── GIVEN TEXT ──

In short, is there a net increase in people moving away from both factory farming and family farming, or not? This is the sort of thing that would require data, and some social science type crunching of numbers. I was originally very excited about the localvore movement, the longer it goes on the more I am believing it is eating away at the vegetarian base faster than it is producing new people opposed to factory farming. But all of this is feelings at the level of the gut, I wish there was actual data to use.
What's surprising and even revolutionary is that what one eats has become an ethical issue for so many people. Once where food comes from becomes an ethical problem, there is no going back to the days of being blissfully unaware of animal suffering and exploitation. People's eyes have been opened and that is good.
Amos, Yes, the whole idea of "ethical food" is real progress.
Scu, Michael Pollan does romanticize and sweep various things under the rug--very true. But I don't want to do the opposite.
About suffering being built into genes--isn't part of humane farming a matter of selecting breeds that aren't doomed to live miserable lives? Jonathan Safran Foer's interviews with humane farmers make it seem that way.
As to what's going to happen as a result of the humane farming movement--I agree 100% that we need some data!
Bleak view: Humane farming only diverts vegans and vegetarians, so the trend is toward "the worse."
Positive view: Michael Pollan has shown a broad public two things--horrendous factory farms and Polyface farm. So Polyface farm is becoming the ideal by which the former are judged. Result: factory farms look especially bad and people are becoming more and more receptive to farm reform like in California and Michigan. (And there's no way I'm going to dismiss those reforms as trivial.)
Another Michael Pollan message is that Big Organic and Small Organic are two different things. He's the one who opened my eyes to the fact that cage free eggs aren't all they're cracked up to be.
Anyhow--yes, I'd love to see some data that clarifies what the humane farm/Pollan impact really is.
The important thing is that an issue, in this case, what one eats, becomes an ethical dilemma.

───
── GIVEN INFORMATION ──

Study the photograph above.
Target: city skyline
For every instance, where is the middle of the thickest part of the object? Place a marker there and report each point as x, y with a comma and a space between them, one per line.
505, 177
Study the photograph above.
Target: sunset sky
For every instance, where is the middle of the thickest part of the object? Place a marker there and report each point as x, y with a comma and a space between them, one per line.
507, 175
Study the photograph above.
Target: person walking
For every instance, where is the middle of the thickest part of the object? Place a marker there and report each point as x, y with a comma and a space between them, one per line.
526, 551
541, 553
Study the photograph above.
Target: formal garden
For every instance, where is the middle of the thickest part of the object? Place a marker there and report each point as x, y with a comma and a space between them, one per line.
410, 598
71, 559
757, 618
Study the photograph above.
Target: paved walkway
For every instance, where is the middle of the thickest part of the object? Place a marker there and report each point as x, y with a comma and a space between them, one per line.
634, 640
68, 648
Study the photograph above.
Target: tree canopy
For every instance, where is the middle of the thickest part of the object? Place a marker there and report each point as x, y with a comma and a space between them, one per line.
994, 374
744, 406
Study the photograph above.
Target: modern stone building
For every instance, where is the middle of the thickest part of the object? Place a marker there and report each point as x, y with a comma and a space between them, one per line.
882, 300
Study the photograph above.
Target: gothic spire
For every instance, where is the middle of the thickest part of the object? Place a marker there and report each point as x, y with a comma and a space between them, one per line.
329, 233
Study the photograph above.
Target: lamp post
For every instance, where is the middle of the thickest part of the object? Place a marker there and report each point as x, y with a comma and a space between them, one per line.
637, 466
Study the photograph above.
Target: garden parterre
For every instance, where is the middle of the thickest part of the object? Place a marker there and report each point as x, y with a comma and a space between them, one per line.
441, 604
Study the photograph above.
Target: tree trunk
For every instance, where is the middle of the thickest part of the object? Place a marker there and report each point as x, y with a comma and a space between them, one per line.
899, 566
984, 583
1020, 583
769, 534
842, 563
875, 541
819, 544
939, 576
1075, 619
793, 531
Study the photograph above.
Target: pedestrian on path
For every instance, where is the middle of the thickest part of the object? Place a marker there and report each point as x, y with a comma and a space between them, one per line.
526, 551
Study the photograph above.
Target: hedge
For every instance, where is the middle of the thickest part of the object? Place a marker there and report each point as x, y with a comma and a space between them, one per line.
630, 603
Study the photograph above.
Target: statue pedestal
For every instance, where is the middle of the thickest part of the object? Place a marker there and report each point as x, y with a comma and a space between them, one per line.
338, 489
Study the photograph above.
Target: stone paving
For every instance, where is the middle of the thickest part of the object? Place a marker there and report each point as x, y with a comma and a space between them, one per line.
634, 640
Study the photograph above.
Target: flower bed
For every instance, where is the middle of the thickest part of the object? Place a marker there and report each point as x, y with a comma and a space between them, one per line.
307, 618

───

DIRECTIONS:
a – In the discussion of humane farming, which two states are given as examples of farm reform?
b – Extend the discussion of humane farming beyond its final sentence.

RESULTS FOR THE EXERCISE:
a – California and Michigan.

b –
Let's take feminism. Simone de Beauvoir is the Peter Singer of feminism: out of nowhere she writes an incredible book, The Second Sex. Maybe 20 years later, de Beauvoir's ideas begin to spread in university circles, as did Singers. Generally, intellectuals see things in logical terms and thus, the first 2nd wave feminists, like the early animal rights people, were very consistent and coherent in their practice. As a movement spreads, capitalism sees a chance to make a buck and you get "The Feminist Guide to a Tax-Free Divorce" or 5th avenue selling spike heels for feminists, but the ball is already in play and woman are not going to return to their role as born dish washers nor are people going to go back to seeing meat as something that magically appears in their supermarket.
There's an odd thing about "humane" meat that I've found... There are many who turn away from that option too - There's something incredibly wrong about taking a miserable factory farmed animals life, but it seems doubly disturbing for many to take a "happy" animals life away too! It becomes a situation where you're damned if you do, damned if you don't... I think that leads many people to discover the truth of it all: We don't "need" to kill any body in order to thrive.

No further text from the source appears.